**PROBLEM DETAILS:**
Output exactly the lines from the line with "Indicate the white toilet" through the end of the records below. Include nothing else.

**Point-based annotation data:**
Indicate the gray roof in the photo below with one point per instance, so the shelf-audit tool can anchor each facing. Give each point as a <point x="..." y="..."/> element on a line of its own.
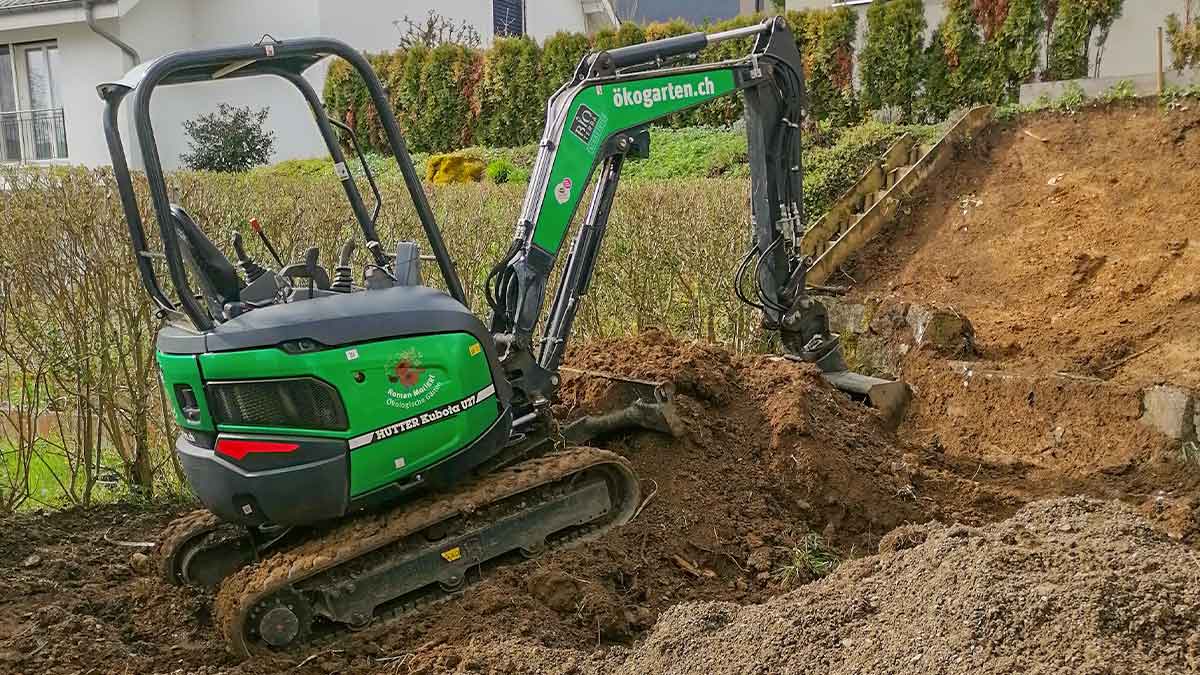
<point x="13" y="6"/>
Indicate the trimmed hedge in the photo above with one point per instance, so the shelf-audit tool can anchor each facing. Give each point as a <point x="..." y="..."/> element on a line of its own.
<point x="450" y="96"/>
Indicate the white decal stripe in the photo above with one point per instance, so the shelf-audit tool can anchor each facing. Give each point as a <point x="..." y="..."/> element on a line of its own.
<point x="372" y="436"/>
<point x="359" y="441"/>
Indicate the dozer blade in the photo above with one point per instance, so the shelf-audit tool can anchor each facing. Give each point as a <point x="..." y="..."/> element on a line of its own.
<point x="388" y="565"/>
<point x="635" y="404"/>
<point x="889" y="396"/>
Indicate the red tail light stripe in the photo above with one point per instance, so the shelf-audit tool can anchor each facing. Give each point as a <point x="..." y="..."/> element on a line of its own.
<point x="239" y="449"/>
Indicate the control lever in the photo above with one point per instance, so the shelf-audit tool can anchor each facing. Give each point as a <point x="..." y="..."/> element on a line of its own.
<point x="309" y="269"/>
<point x="249" y="267"/>
<point x="343" y="275"/>
<point x="310" y="266"/>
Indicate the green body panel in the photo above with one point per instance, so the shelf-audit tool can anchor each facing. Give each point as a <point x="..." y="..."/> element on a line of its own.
<point x="612" y="108"/>
<point x="184" y="369"/>
<point x="402" y="378"/>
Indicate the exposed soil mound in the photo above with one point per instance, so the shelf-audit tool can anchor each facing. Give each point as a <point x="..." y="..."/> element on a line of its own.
<point x="1065" y="586"/>
<point x="1075" y="254"/>
<point x="773" y="460"/>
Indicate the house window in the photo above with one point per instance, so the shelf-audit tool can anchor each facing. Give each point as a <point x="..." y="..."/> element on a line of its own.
<point x="508" y="18"/>
<point x="31" y="120"/>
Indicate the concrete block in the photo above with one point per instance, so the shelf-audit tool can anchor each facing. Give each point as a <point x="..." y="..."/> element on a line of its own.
<point x="941" y="329"/>
<point x="846" y="317"/>
<point x="1170" y="411"/>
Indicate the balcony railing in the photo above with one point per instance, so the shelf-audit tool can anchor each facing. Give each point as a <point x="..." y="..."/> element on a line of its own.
<point x="33" y="136"/>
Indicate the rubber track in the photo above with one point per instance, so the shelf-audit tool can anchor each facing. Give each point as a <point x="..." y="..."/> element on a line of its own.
<point x="244" y="590"/>
<point x="177" y="533"/>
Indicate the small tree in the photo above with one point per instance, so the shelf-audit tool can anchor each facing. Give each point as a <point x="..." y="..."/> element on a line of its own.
<point x="1185" y="36"/>
<point x="893" y="59"/>
<point x="435" y="30"/>
<point x="231" y="139"/>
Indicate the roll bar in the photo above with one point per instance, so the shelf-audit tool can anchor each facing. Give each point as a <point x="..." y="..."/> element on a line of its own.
<point x="285" y="59"/>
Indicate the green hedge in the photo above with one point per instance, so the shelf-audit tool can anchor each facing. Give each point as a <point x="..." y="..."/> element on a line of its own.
<point x="450" y="97"/>
<point x="982" y="51"/>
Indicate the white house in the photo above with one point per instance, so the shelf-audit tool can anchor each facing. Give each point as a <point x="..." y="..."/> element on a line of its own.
<point x="53" y="53"/>
<point x="1131" y="48"/>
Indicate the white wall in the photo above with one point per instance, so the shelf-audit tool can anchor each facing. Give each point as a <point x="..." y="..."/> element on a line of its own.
<point x="159" y="27"/>
<point x="547" y="17"/>
<point x="85" y="60"/>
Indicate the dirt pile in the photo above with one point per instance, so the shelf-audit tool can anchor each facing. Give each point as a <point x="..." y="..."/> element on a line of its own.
<point x="773" y="461"/>
<point x="1077" y="252"/>
<point x="1065" y="586"/>
<point x="1069" y="585"/>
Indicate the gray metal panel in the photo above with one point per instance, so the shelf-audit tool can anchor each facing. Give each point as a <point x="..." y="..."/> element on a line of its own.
<point x="335" y="320"/>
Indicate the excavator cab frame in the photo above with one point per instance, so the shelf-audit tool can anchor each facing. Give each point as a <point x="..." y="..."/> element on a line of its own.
<point x="271" y="58"/>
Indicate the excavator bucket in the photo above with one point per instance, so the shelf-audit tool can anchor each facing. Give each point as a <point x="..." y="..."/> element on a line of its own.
<point x="889" y="396"/>
<point x="635" y="404"/>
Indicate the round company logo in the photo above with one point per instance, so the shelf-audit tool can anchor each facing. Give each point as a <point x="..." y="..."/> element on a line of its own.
<point x="412" y="383"/>
<point x="563" y="191"/>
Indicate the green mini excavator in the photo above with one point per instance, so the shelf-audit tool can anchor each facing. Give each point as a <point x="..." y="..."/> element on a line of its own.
<point x="361" y="442"/>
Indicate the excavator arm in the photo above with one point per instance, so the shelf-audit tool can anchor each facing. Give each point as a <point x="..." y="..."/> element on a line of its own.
<point x="597" y="121"/>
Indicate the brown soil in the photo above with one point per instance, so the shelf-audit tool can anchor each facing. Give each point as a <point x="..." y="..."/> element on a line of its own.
<point x="773" y="458"/>
<point x="1079" y="254"/>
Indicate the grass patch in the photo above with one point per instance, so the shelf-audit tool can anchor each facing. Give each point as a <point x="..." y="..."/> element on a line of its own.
<point x="47" y="479"/>
<point x="811" y="560"/>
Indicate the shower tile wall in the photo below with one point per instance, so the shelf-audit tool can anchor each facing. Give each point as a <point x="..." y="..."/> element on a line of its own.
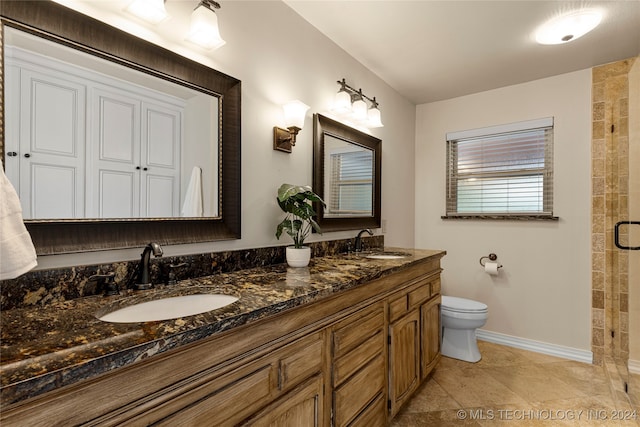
<point x="610" y="177"/>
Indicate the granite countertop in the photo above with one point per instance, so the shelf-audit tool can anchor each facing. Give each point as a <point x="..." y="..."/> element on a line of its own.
<point x="48" y="347"/>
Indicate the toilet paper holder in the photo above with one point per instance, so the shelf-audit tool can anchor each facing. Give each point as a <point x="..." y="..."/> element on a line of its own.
<point x="490" y="257"/>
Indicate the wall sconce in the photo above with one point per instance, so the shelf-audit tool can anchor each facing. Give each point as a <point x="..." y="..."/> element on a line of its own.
<point x="294" y="115"/>
<point x="350" y="104"/>
<point x="204" y="25"/>
<point x="152" y="11"/>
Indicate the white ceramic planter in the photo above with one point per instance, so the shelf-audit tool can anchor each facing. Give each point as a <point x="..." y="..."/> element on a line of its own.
<point x="298" y="257"/>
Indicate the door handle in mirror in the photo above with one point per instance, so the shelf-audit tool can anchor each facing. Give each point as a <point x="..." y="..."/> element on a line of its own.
<point x="616" y="234"/>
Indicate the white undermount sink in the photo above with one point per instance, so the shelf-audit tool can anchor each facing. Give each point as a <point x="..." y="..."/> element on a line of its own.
<point x="384" y="256"/>
<point x="169" y="308"/>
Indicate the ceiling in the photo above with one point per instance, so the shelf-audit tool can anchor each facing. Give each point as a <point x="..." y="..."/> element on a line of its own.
<point x="431" y="50"/>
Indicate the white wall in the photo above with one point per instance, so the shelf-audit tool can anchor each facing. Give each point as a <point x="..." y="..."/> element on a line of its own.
<point x="543" y="291"/>
<point x="279" y="57"/>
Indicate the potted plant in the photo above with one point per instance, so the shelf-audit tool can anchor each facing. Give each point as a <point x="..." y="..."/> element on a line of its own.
<point x="295" y="201"/>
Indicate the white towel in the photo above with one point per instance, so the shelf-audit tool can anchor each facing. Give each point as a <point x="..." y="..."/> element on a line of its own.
<point x="17" y="254"/>
<point x="192" y="205"/>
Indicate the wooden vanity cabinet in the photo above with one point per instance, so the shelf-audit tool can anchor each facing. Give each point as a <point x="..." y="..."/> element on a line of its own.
<point x="414" y="338"/>
<point x="359" y="368"/>
<point x="352" y="359"/>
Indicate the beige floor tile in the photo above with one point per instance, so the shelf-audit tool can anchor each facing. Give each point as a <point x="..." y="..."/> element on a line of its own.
<point x="445" y="418"/>
<point x="533" y="383"/>
<point x="474" y="387"/>
<point x="430" y="397"/>
<point x="513" y="387"/>
<point x="589" y="379"/>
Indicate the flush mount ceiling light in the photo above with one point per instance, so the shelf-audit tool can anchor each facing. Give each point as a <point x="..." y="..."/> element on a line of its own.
<point x="152" y="11"/>
<point x="350" y="105"/>
<point x="204" y="25"/>
<point x="568" y="27"/>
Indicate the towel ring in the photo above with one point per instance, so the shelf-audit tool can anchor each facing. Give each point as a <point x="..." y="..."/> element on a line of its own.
<point x="491" y="257"/>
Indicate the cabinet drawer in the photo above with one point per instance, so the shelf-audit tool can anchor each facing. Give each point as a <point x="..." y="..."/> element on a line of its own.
<point x="374" y="416"/>
<point x="346" y="365"/>
<point x="419" y="295"/>
<point x="232" y="400"/>
<point x="358" y="328"/>
<point x="361" y="389"/>
<point x="303" y="359"/>
<point x="435" y="287"/>
<point x="398" y="307"/>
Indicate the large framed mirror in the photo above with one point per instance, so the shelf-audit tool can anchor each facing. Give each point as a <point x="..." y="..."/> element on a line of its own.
<point x="347" y="167"/>
<point x="127" y="143"/>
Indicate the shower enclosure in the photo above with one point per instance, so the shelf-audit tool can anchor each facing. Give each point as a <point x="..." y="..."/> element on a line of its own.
<point x="616" y="225"/>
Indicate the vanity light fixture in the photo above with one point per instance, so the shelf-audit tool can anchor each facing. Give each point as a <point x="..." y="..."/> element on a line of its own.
<point x="204" y="25"/>
<point x="349" y="104"/>
<point x="152" y="11"/>
<point x="294" y="115"/>
<point x="568" y="27"/>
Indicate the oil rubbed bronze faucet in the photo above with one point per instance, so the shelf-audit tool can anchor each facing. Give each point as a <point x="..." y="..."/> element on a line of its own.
<point x="358" y="243"/>
<point x="144" y="282"/>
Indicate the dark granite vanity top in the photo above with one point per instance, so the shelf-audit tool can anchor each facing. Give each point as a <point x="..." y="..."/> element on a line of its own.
<point x="44" y="348"/>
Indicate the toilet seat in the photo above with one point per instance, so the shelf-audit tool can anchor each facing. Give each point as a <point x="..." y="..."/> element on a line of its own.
<point x="462" y="305"/>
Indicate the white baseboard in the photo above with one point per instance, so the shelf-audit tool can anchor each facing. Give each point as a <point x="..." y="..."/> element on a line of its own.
<point x="538" y="346"/>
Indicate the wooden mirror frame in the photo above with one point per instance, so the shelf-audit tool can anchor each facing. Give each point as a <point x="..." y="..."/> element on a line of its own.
<point x="63" y="25"/>
<point x="323" y="125"/>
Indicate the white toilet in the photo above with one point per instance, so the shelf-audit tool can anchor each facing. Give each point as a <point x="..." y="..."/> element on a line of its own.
<point x="460" y="318"/>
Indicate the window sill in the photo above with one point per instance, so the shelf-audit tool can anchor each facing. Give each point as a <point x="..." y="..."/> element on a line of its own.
<point x="499" y="217"/>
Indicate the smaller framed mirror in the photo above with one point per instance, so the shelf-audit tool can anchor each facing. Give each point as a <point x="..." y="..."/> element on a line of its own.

**EXERCISE OUTPUT:**
Indicate the white toilet in the photo above with one point per instance, so the shelf-audit tool can anchor each facing. Give each point as a <point x="..." y="..."/> element on a line of its own.
<point x="460" y="318"/>
Indicate the window sill in the photo above with one point per instance, so the shelf-audit tool can anchor each facing. Give each point as a <point x="..." y="..."/> element on a line of its own.
<point x="499" y="217"/>
Indicate the smaller framed mirror in the photo above with one point per instance, so the shelf-audit tool can anchor each facing. Give each point as a <point x="..." y="..."/> element on a line of its own.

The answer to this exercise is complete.